» Aim of the exercise
Gather every line in the records below that contains the word "tail", and copy each of those lines in full.

» Dataset rows
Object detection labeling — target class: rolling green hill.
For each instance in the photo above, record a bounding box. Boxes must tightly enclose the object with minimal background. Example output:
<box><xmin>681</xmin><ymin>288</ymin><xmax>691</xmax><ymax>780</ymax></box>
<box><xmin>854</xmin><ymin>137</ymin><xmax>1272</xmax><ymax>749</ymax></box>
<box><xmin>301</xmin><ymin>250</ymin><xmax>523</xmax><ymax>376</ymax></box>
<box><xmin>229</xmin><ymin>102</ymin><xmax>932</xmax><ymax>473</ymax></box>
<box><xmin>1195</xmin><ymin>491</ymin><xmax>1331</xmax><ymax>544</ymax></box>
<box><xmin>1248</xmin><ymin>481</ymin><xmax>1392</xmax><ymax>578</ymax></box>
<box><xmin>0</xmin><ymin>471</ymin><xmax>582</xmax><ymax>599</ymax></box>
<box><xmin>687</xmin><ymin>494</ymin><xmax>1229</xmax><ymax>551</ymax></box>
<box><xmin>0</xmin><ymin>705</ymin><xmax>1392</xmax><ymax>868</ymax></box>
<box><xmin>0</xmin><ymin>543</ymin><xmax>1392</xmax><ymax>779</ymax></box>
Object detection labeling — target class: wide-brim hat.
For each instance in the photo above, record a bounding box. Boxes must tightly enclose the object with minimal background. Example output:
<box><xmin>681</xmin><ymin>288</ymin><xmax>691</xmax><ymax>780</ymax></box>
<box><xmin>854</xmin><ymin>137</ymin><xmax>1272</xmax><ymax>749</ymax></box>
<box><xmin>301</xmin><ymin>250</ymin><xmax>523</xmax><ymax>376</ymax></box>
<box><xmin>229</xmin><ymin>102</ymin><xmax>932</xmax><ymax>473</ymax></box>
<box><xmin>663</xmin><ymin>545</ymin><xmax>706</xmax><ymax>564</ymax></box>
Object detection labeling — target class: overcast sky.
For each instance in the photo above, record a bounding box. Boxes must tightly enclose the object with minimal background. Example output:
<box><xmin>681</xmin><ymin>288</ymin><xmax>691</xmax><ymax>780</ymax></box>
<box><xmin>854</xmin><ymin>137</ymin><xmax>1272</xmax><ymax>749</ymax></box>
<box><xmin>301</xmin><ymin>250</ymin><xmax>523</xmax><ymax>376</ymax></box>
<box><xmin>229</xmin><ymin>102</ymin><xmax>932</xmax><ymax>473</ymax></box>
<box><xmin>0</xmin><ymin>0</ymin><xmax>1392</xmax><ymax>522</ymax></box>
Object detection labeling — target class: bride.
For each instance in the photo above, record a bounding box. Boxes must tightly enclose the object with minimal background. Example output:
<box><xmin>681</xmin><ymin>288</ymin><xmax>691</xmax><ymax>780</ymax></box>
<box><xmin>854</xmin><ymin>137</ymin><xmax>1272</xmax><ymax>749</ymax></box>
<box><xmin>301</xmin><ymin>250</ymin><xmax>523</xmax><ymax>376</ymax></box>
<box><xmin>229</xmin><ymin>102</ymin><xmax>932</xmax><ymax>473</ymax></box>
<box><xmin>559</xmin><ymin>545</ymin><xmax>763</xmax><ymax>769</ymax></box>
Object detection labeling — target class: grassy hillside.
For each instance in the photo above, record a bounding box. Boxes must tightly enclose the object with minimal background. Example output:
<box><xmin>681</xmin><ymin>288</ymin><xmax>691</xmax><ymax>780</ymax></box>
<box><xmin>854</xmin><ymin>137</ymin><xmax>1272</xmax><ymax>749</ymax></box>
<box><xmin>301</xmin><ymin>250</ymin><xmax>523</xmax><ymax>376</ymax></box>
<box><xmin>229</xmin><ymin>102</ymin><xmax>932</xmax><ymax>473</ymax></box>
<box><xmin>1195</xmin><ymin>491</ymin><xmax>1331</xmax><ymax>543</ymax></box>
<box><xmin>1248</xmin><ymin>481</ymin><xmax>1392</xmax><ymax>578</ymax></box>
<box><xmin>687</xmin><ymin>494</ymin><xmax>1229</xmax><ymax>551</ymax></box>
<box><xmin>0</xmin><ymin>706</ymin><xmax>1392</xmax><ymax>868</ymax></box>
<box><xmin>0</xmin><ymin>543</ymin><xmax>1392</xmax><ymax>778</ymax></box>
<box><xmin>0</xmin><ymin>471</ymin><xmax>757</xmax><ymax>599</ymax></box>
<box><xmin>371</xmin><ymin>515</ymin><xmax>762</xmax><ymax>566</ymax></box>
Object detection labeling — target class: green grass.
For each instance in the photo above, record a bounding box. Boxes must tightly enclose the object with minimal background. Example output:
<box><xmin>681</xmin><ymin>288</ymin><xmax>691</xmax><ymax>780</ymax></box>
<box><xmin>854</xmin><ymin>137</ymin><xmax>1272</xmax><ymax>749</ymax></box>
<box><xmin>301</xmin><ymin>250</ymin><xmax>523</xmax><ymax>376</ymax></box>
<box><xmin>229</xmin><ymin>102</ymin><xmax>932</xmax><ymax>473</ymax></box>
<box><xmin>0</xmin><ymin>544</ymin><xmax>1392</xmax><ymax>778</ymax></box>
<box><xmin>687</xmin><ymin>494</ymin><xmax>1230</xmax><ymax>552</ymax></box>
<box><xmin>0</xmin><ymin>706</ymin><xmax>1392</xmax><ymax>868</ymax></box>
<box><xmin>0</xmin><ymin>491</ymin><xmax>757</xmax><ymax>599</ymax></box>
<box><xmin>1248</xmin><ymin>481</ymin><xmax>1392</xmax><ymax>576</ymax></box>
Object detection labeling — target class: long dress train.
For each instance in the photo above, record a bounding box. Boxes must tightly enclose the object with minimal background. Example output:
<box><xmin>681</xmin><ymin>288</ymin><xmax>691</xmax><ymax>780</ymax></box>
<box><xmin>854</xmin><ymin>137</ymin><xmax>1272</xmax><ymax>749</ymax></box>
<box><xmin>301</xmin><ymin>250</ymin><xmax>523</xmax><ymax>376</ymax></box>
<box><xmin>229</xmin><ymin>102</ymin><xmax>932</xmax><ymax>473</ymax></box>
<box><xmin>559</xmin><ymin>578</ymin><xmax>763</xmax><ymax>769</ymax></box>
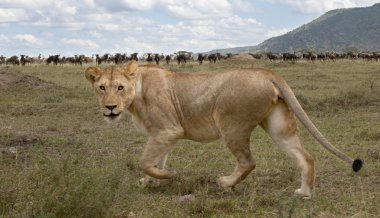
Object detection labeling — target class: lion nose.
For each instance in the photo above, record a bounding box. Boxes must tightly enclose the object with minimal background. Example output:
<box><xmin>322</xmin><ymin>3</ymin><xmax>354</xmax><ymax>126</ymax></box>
<box><xmin>106</xmin><ymin>105</ymin><xmax>117</xmax><ymax>111</ymax></box>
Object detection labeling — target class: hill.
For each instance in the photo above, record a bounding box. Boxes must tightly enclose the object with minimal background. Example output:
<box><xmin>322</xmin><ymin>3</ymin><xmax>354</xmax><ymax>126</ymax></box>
<box><xmin>212</xmin><ymin>3</ymin><xmax>380</xmax><ymax>53</ymax></box>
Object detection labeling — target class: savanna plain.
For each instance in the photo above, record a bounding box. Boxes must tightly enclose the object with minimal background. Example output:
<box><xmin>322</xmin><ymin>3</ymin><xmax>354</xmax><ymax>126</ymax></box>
<box><xmin>0</xmin><ymin>59</ymin><xmax>380</xmax><ymax>217</ymax></box>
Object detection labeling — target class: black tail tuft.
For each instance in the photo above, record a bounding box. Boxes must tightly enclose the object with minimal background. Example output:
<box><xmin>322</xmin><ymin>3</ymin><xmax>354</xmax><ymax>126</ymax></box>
<box><xmin>352</xmin><ymin>159</ymin><xmax>363</xmax><ymax>172</ymax></box>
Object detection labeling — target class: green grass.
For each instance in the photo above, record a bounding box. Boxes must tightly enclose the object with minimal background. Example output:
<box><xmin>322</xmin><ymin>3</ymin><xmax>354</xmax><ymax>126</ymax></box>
<box><xmin>0</xmin><ymin>60</ymin><xmax>380</xmax><ymax>217</ymax></box>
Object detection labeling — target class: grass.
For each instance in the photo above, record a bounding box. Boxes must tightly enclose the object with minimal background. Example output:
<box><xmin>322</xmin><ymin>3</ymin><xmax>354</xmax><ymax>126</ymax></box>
<box><xmin>0</xmin><ymin>60</ymin><xmax>380</xmax><ymax>217</ymax></box>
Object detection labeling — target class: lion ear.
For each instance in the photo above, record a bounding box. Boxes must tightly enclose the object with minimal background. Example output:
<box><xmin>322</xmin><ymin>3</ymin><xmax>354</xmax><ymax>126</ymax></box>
<box><xmin>123</xmin><ymin>60</ymin><xmax>138</xmax><ymax>79</ymax></box>
<box><xmin>85</xmin><ymin>67</ymin><xmax>103</xmax><ymax>84</ymax></box>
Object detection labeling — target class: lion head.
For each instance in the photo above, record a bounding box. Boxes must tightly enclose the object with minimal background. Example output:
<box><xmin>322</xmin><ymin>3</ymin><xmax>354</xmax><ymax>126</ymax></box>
<box><xmin>85</xmin><ymin>61</ymin><xmax>137</xmax><ymax>121</ymax></box>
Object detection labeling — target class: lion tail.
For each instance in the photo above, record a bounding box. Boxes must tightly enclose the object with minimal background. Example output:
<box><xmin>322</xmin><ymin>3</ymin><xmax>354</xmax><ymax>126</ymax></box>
<box><xmin>272</xmin><ymin>77</ymin><xmax>363</xmax><ymax>172</ymax></box>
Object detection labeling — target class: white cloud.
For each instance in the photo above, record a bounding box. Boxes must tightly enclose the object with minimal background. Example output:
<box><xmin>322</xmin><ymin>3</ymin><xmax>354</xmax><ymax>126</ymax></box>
<box><xmin>231</xmin><ymin>0</ymin><xmax>257</xmax><ymax>12</ymax></box>
<box><xmin>0</xmin><ymin>8</ymin><xmax>29</xmax><ymax>23</ymax></box>
<box><xmin>166</xmin><ymin>0</ymin><xmax>232</xmax><ymax>19</ymax></box>
<box><xmin>121</xmin><ymin>36</ymin><xmax>154</xmax><ymax>53</ymax></box>
<box><xmin>61</xmin><ymin>38</ymin><xmax>100</xmax><ymax>49</ymax></box>
<box><xmin>0</xmin><ymin>34</ymin><xmax>10</xmax><ymax>45</ymax></box>
<box><xmin>13</xmin><ymin>34</ymin><xmax>42</xmax><ymax>46</ymax></box>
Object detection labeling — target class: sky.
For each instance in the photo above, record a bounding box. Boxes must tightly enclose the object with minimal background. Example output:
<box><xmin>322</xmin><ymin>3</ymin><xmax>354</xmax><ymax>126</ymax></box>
<box><xmin>0</xmin><ymin>0</ymin><xmax>379</xmax><ymax>57</ymax></box>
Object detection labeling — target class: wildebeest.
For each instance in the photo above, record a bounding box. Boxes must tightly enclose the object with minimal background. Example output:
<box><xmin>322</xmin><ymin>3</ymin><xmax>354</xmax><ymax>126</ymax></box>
<box><xmin>248</xmin><ymin>53</ymin><xmax>263</xmax><ymax>60</ymax></box>
<box><xmin>302</xmin><ymin>52</ymin><xmax>318</xmax><ymax>61</ymax></box>
<box><xmin>5</xmin><ymin>55</ymin><xmax>20</xmax><ymax>65</ymax></box>
<box><xmin>267</xmin><ymin>52</ymin><xmax>282</xmax><ymax>61</ymax></box>
<box><xmin>46</xmin><ymin>55</ymin><xmax>59</xmax><ymax>65</ymax></box>
<box><xmin>165</xmin><ymin>55</ymin><xmax>172</xmax><ymax>64</ymax></box>
<box><xmin>198</xmin><ymin>53</ymin><xmax>206</xmax><ymax>64</ymax></box>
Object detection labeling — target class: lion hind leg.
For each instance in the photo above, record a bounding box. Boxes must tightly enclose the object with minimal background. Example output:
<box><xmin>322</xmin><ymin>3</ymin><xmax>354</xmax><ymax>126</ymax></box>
<box><xmin>261</xmin><ymin>101</ymin><xmax>315</xmax><ymax>199</ymax></box>
<box><xmin>218</xmin><ymin>135</ymin><xmax>256</xmax><ymax>188</ymax></box>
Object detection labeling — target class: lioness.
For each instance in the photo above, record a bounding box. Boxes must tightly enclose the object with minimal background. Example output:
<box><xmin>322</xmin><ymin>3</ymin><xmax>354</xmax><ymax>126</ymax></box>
<box><xmin>85</xmin><ymin>61</ymin><xmax>362</xmax><ymax>198</ymax></box>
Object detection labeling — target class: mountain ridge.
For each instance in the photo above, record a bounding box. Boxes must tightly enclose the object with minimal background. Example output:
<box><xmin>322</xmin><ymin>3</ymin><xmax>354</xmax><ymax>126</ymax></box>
<box><xmin>210</xmin><ymin>3</ymin><xmax>380</xmax><ymax>53</ymax></box>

» Exercise output
Object detection labeling — target class: black tail tuft.
Object detection labeling — target class: lion tail.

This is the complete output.